>> Start

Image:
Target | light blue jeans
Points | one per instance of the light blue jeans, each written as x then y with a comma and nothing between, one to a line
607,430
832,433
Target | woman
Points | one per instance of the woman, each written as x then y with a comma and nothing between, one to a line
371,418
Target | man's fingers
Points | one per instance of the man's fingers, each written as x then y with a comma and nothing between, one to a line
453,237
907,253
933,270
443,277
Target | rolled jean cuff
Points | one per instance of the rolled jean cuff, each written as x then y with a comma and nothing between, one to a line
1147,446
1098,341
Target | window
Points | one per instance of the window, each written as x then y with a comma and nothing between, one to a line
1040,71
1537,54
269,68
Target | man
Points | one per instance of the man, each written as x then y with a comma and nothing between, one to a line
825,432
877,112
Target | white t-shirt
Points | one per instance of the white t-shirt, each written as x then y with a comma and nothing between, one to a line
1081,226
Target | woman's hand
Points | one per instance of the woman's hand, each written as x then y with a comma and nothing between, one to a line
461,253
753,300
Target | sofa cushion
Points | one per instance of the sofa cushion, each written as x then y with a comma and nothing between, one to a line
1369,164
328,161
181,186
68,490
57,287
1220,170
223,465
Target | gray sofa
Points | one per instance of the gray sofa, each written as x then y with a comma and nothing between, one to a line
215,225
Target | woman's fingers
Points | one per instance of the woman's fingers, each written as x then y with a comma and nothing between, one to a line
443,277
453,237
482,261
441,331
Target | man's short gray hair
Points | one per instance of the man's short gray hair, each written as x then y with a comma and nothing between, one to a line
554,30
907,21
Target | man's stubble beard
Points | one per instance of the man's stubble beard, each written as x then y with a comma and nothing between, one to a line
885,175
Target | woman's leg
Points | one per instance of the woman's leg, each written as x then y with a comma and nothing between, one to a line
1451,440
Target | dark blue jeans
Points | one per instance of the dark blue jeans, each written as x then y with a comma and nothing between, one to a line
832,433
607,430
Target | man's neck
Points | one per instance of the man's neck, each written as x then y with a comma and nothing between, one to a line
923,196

>> End

Quote, word for word, every line starting at the one that contains "Target | window" and ending with the final line of the entries.

__Solution to this task__
Target | window
Points | one per instance of the window, each written as x then y with a comma and nothing between, one to a line
1040,71
1537,54
269,68
Target | man
Points | one per instance of the man, each written as x then y with a comma and nothing between, one to a line
825,432
877,112
Target | white t-shirt
Points | one per instance of the white t-shirt, each written as x then y with a comma and nothing between, one to a line
1081,226
Target | woman's hand
Points | one per instance of the woman's hand, each written as x then y with a comma and nothing between, one to a line
461,253
753,300
Target | sofa cushion
Points | one per instance of the sofa cushion, each written as x then y with a comma and nothing between, one to a line
1369,164
328,161
181,186
68,490
57,287
1220,170
223,465
Target | gray sofa
Points | one per instance of the gray sofa, each written as x then y with a comma and nothing between, one to a line
215,225
Target | woman's fingers
Points | one per instance of the woman's fingers, each written as x then y with a comma and nothing between, one to a line
443,277
453,237
482,261
441,331
Target | man's short gray hair
Points | one per instance of the man's short gray hair, each written as x then y with a comma and nothing between, one to a line
554,30
907,21
Target | man's stubble beard
Points | one per instance of the man's stubble beard, each written as x then y with a comma and nothing between, one to a line
885,175
Target | woman's leg
Points | one per instance of the woman's leg, each written as x then y with a comma and nothing between, one to a line
1451,440
Target | dark blue jeans
Points | one per instance of the dark blue jeans, each written as x then y with a comma and nothing between, one to a line
832,433
607,430
Target | man's neck
Points | one per instance of the man's neck, each written as x then y with a comma and nothing between, one to a line
923,196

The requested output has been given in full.